**Exercise goal**
Where the data below begins, start duplicating lines exactly, and finish with the line containing "column 364, row 598"; add nothing else. Leave the pictures out.

**Data**

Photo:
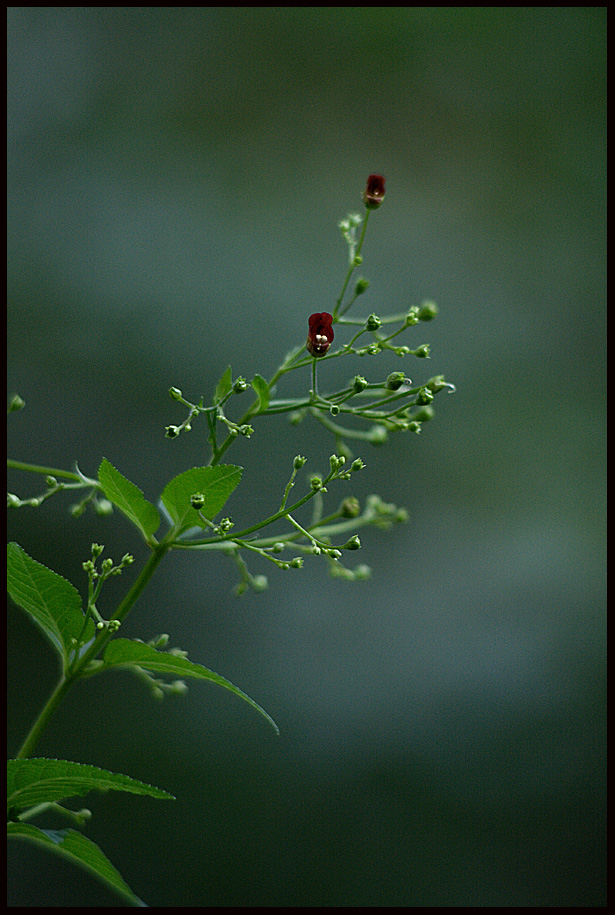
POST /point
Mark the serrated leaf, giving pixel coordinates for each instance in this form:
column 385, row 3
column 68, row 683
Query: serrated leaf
column 80, row 850
column 224, row 386
column 126, row 652
column 262, row 389
column 215, row 483
column 128, row 498
column 49, row 599
column 37, row 781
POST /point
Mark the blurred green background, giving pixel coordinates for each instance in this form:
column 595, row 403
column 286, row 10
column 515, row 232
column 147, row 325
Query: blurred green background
column 175, row 179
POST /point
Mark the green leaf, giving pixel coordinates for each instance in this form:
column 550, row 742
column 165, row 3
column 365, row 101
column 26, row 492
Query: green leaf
column 126, row 653
column 215, row 483
column 77, row 848
column 262, row 389
column 224, row 386
column 52, row 602
column 128, row 498
column 38, row 781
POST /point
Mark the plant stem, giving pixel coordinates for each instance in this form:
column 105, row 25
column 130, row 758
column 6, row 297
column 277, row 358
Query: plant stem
column 95, row 648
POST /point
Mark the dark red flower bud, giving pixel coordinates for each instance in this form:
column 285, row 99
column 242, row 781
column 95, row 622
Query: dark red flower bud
column 373, row 195
column 320, row 333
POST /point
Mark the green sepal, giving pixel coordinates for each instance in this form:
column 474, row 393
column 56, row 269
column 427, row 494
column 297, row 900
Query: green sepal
column 128, row 652
column 129, row 499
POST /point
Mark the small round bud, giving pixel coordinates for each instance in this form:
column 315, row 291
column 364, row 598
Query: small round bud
column 424, row 396
column 377, row 435
column 412, row 317
column 395, row 381
column 350, row 507
column 428, row 311
column 15, row 403
column 197, row 500
column 353, row 544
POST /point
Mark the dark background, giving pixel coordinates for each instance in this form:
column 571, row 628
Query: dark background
column 175, row 179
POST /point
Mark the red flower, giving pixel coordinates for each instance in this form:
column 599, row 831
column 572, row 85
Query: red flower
column 320, row 333
column 373, row 195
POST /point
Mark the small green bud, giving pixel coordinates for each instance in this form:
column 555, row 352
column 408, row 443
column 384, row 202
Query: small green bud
column 197, row 500
column 15, row 403
column 350, row 507
column 428, row 311
column 377, row 435
column 353, row 544
column 424, row 396
column 395, row 381
column 412, row 317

**Solved exercise**
Photo:
POST /point
Mark the serrated leaf, giving pixel coordinates for each instance in this form:
column 385, row 3
column 68, row 683
Query: serrated leaf
column 80, row 850
column 224, row 386
column 126, row 652
column 262, row 389
column 215, row 483
column 128, row 498
column 49, row 599
column 37, row 781
POST /point
Mark the blurred green background, giving pixel coordinates for each instance in this form:
column 595, row 403
column 286, row 10
column 515, row 232
column 147, row 325
Query: blurred green background
column 175, row 179
POST /point
Mark the green leaf, giving pixel coordinates for each instance in this form:
column 550, row 742
column 165, row 3
column 365, row 101
column 26, row 492
Query: green leaf
column 126, row 653
column 215, row 483
column 77, row 848
column 262, row 389
column 224, row 386
column 52, row 602
column 128, row 498
column 38, row 781
POST /point
Mark the plant stem, giving pixel coordinates for each instance in this form:
column 105, row 25
column 130, row 758
column 6, row 297
column 277, row 358
Query: plant stem
column 95, row 648
POST /point
Mark the dark red flower bud, giving pixel coordinates for each instance in this form:
column 285, row 99
column 242, row 781
column 95, row 622
Query: dark red flower bud
column 373, row 195
column 320, row 333
POST /point
Mark the green sepal, giving pixel coordinates for each instance in this form:
column 474, row 393
column 56, row 269
column 427, row 494
column 297, row 900
Query: green sepal
column 128, row 652
column 129, row 499
POST /point
Mark the small round bud, giving pixel coordinates for each instance in this form:
column 315, row 291
column 364, row 598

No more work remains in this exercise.